BEGIN DATA FOR ANALYSIS

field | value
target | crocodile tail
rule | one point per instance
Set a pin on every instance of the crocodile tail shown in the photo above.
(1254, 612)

END DATA FOR ANALYSIS

- WHAT TO WORK ON: Lines from the one containing "rule | one point per instance" to the end of the data are to be printed exactly, including the first and last.

- THE ANSWER:
rule | one point per instance
Set a pin on every instance of the crocodile tail shown in the photo above.
(1254, 612)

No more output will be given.